== Short problem ==
Find every line in the items below that contains the word "covered" and copy each one.

▼

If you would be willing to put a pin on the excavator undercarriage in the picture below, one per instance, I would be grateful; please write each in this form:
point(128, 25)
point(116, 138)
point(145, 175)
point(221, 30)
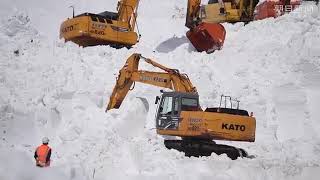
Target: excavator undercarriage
point(199, 147)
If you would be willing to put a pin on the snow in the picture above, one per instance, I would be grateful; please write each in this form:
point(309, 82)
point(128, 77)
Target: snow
point(56, 89)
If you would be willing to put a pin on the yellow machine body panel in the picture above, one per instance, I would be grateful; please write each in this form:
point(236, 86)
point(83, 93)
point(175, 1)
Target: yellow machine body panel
point(211, 13)
point(214, 125)
point(113, 28)
point(85, 31)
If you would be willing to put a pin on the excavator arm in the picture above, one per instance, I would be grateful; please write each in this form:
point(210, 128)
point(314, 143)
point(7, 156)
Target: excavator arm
point(130, 74)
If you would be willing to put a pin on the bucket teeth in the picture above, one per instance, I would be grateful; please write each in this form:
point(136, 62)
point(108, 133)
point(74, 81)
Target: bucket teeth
point(207, 37)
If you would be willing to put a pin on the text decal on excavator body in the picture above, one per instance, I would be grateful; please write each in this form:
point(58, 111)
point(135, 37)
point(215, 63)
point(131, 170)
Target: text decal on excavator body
point(235, 127)
point(157, 79)
point(194, 124)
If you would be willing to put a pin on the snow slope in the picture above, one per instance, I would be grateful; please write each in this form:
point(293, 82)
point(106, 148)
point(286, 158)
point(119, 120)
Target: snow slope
point(55, 89)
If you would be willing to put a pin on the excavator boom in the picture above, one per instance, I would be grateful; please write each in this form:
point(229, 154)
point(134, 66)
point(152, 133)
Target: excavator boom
point(180, 114)
point(129, 74)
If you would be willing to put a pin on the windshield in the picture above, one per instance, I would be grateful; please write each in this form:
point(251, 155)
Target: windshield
point(189, 104)
point(166, 105)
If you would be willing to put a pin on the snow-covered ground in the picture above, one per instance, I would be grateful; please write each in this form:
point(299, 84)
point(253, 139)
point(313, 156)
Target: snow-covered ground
point(56, 89)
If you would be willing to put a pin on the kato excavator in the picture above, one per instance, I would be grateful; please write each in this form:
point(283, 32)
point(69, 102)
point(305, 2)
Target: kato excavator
point(179, 113)
point(205, 31)
point(106, 28)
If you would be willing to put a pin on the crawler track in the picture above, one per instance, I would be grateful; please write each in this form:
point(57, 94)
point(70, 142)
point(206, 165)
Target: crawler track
point(204, 148)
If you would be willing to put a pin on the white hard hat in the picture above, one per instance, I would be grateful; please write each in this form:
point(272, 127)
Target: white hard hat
point(45, 140)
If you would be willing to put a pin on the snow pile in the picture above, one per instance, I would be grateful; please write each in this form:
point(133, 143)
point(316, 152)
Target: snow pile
point(55, 89)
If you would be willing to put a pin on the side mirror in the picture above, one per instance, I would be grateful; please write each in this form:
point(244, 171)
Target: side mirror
point(157, 99)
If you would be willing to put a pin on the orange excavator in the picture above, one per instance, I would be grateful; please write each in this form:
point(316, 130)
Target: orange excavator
point(179, 112)
point(206, 33)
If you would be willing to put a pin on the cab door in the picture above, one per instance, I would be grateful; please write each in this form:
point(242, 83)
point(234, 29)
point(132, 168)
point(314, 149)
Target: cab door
point(168, 113)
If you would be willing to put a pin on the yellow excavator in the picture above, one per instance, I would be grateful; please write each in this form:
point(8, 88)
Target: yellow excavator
point(106, 28)
point(118, 28)
point(206, 33)
point(179, 113)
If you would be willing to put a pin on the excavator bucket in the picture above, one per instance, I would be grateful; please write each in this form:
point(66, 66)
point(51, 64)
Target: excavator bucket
point(207, 37)
point(274, 8)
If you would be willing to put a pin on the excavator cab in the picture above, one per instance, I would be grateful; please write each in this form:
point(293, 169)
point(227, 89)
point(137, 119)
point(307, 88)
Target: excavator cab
point(107, 28)
point(170, 107)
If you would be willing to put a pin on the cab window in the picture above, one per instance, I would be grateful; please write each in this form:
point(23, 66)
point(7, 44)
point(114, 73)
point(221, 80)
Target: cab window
point(166, 105)
point(189, 104)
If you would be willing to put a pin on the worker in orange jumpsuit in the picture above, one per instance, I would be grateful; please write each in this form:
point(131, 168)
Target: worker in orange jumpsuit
point(43, 153)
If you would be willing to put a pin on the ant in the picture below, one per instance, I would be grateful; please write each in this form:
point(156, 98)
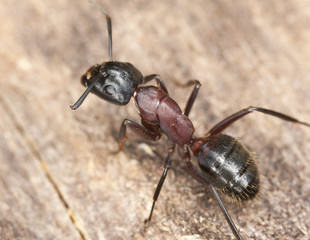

▲

== Solution to this problem ==
If you would be willing to put a pin on the snow-covered ground in the picture above, one per instance, I would be grateful; please write each in this form:
Target: snow-covered ground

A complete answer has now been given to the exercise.